Stored items:
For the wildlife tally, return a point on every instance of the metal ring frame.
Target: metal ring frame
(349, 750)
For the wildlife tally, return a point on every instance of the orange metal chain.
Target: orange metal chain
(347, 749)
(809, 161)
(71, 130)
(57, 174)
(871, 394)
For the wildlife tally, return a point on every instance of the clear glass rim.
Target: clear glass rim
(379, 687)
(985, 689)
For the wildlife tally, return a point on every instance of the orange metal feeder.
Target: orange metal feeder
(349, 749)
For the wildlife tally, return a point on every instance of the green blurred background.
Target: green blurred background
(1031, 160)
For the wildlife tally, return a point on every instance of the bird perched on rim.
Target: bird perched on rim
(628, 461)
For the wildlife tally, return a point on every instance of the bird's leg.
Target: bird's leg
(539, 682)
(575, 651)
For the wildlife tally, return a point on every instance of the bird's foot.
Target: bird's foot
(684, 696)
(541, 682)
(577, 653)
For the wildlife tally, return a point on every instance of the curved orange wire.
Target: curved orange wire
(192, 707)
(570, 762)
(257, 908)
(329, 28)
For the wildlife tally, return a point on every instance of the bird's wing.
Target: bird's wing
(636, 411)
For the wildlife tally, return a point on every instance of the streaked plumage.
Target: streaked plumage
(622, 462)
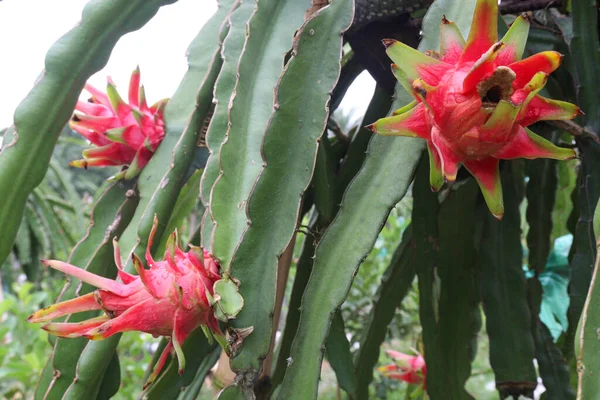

TASK INSTRUCTIONS »
Render every line of the listing above as a Markdown table with the columns "Row" and "Line", skipping blank lines and leaving out the pictures.

FINAL ANSWER »
| Row | Line |
|---|---|
| 1 | For the wildlife tally, return a point on every instance of the metal ring frame. |
| 2 | Target: metal ring frame |
| 3 | (349, 750) |
| 4 | For the wildlife tally, return a point on every instance of the orange metal chain. |
| 5 | Target: orange metal chain |
| 6 | (347, 749) |
| 7 | (809, 161) |
| 8 | (71, 130) |
| 9 | (57, 174) |
| 10 | (871, 394) |
| 11 | For the wildlife tally, return a point on every instance of the clear glass rim. |
| 12 | Target: clear glass rim |
| 13 | (379, 687) |
| 14 | (985, 689) |
| 15 | For the wildlife tally, return a point on every instance of the orange metal feeder. |
| 16 | Target: orange metal feeder |
| 17 | (349, 749) |
| 18 | For the wildlife tally, return a point on every instance of the green blurred background. |
| 19 | Target: green blurred background |
| 20 | (1031, 160) |
| 21 | For the wildlife tally, return a point on every instance of the bird perched on rim. |
| 22 | Target: bird perched on rim |
| 23 | (628, 461) |
| 24 | For the wildlife tally, return a point on every instance of the bird's leg. |
| 25 | Target: bird's leg |
| 26 | (539, 682) |
| 27 | (575, 651) |
| 28 | For the wildlife tally, return a point on every instance of the bird's foot. |
| 29 | Target: bird's foot |
| 30 | (684, 696) |
| 31 | (541, 682) |
| 32 | (577, 653) |
| 33 | For the wildlife tally, return a point on every instance of the curved orange wire. |
| 34 | Target: curved orange wire |
| 35 | (192, 707) |
| 36 | (570, 762) |
| 37 | (257, 908) |
| 38 | (329, 28) |
| 39 | For the wildlife tally, return a point on every instance of the bird's wing. |
| 40 | Target: bird's wing |
| 41 | (636, 411) |
| 42 | For the wildlife tally, return a point on every instance of the streaked plumage. |
| 43 | Target: streaked plumage |
| 44 | (622, 462) |